*抜粋*
14F 「分母はそろえる!」 ― 分数の足し算・引き算

2. 分数と小数

こんにちは、まてがめです。

前回は、分数の大小を比べるために必要な道具である「素因数分解」と「約分・通分」について学びました。

分数を扱っていくために必要なものはそろったので、今回から分数の計算に入っていきましょう。まずは分数の足し算・引き算について学びます。

分数の足し算・引き算でよくある間違いの一つに「分母同士と分子同士を計算してしまう」というものがありますが、今回の内容を見てもらえば「分母をそろえた上で分子同士を計算する」理由がわかってもらえるはずです。

分数の足し算

分母が同じ場合

具体例を考えてみましょう。

$\frac{2}{5}$ Lの水が入っているペットボトルと$\frac{3}{5}$ Lの水が入っているペットボトルがあったので、中身をじょうろに入れて使うことにした。

ペットボトルの水をじょうろに入れる様子

この時、じょうろに入る水は何Lになるか?

式を立てると、次のようになりますね。

$\dfrac{2}{5} + \dfrac{3}{5}$

さて、これはどう計算すればよいでしょうか?ここで分数が「」であり「割り算」でもあることを使ってみます。この式を「割り算」に書きかえると、

$2 \div 5 + 3 \div 5$

となります。もしここで「計算できそう!」と思えた方は、四則演算がかなり身についてきています。

保存済みの項目

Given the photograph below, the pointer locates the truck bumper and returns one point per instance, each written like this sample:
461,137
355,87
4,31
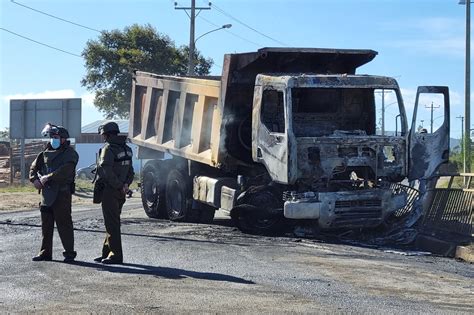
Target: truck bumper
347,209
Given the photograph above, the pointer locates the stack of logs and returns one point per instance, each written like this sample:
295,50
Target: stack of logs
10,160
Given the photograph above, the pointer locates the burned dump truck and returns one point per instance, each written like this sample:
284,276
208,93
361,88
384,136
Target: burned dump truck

---

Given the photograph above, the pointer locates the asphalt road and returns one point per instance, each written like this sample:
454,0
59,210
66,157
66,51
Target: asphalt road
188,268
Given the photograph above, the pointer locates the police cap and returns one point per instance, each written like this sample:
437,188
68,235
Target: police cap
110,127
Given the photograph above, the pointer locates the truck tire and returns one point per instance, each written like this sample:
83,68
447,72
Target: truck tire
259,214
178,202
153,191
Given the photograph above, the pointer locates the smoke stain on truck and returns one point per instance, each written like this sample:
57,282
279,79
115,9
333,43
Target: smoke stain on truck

*取り組む作業*
(1) 次の(a)〜(c)が抜粋の内容と合っているかを「はい」か「いいえ」で答え、それぞれ判断の決め手となる抜粋の言葉をそのまま引用してください。(a) 前回は素因数分解と約分・通分について学んだ。(b) 今回はまず分数の掛け算から学ぶ。(c) ペットボトルの水はバケツに入れて使うことにした。
(2) 抜粋の「前回は、分数の大小を比べるた」から「具体例を考えてみましょう。」までを、一字一句変えずに書き写してください。
このデータは抜粋の内容とは関係ありません。

*作業ごとの解答*
(1)
(a) はい。「前回は、分数の大小を比べるために必要な道具である「素因数分解」と「約分・通分」について学びました。」
(b) いいえ。「まずは分数の足し算・引き算について学びます。」
(c) いいえ。「中身をじょうろに入れて使うことにした。」

(2)
前回は、分数の大小を比べるために必要な道具である「素因数分解」と「約分・通分」について学びました。

分数を扱っていくために必要なものはそろったので、今回から分数の計算に入っていきましょう。まずは分数の足し算・引き算について学びます。

分数の足し算・引き算でよくある間違いの一つに「分母同士と分子同士を計算してしまう」というものがありますが、今回の内容を見てもらえば「分母をそろえた上で分子同士を計算する」理由がわかってもらえるはずです。

分数の足し算

分母が同じ場合

具体例を考えてみましょう。